団塊的“It's me”

喜寿老(きじゅろう77歳)の道草随筆 月・水・金の週と火・木の週交互に投稿。土日祭日休み

訃報

2013年05月30日 | Weblog

 歌舞伎作者、河竹黙阿弥の曾孫にあたる演劇研究家の河竹登志夫さんが5月6日亡くなった。河竹さんのような知識人が亡くなるたびに故人が蓄積した知の財産の損失を残念に思う。私のような凡人であっても河竹さんからいただいた教えを大切に生かしたい。以前私の書いた本『サハリン旅の始まり』を読み、わざわざ手紙を下さった。人となりが溢れる手書きの便箋3枚の手紙だった。不慣れな出版で精も根もつきていた私を河竹さんの手紙は感涙させた。これがきっかけで『失われた墓標』の著者小林多美男と親交があった河竹さんから小林多美男に関する話や資料をいただいた。私はそれを元に小林多美男をモデルにした小説『マカク』を書き上げた。もう河竹さんの肉体はこの世に存在しないが、多くの著書や教え子が残った。私もいただいた多くの本を学んで、これからにつなげたい。誰にも終わりが来る。私のまわりに居てくれる知の巨人から少しでも多くを直接聴き取り学びたい。ひとり一人が持つ才能知識をほうっておくのは、あまりにモッタイナイ。河竹登志夫先生に敬意をこめて追悼し、深い感謝とともに頭を下げる。

▶ **課題一覧**
A – 上の訃報の文章で『』に入れて示されている書名をすべて挙げよ。
B – 上の訃報の文章によると、河竹登志夫さんが亡くなったのは何月何日か答えよ。

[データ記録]
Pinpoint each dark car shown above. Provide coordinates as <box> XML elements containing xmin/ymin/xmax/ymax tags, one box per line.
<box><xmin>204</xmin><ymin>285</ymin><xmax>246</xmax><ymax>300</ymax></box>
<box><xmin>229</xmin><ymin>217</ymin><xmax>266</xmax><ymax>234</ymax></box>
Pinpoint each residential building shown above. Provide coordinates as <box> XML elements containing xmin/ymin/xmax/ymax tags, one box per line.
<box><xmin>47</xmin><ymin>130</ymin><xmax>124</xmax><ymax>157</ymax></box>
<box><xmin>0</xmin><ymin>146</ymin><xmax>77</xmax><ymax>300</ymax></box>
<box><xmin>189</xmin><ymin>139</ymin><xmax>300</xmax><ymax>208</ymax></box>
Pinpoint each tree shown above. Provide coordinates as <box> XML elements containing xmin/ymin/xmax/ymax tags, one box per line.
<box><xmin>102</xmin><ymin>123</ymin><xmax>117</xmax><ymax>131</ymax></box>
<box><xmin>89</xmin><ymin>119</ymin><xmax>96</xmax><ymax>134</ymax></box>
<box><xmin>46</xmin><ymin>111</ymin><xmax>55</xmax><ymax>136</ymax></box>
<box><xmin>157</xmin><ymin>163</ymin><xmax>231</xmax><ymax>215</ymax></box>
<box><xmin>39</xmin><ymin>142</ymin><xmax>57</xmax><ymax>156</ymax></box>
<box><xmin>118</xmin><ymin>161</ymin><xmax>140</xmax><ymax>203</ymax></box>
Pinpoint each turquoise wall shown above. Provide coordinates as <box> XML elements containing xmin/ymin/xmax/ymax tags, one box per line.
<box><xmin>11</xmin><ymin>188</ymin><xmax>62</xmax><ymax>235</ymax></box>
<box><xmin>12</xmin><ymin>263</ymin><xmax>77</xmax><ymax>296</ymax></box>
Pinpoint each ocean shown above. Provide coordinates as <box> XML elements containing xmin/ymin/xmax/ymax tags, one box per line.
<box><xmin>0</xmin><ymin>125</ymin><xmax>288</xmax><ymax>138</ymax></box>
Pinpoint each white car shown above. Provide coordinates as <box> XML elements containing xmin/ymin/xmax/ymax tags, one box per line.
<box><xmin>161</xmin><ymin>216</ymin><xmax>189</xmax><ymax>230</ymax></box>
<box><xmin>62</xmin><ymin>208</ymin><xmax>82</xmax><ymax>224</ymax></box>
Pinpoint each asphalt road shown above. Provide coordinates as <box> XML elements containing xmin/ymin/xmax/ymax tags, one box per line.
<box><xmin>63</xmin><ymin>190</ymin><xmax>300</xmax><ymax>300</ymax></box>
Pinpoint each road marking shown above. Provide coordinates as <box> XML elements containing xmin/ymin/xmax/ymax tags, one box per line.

▶ **各課題の解答**
A – 『サハリン旅の始まり』、『失われた墓標』、『マカク』

B – 5月6日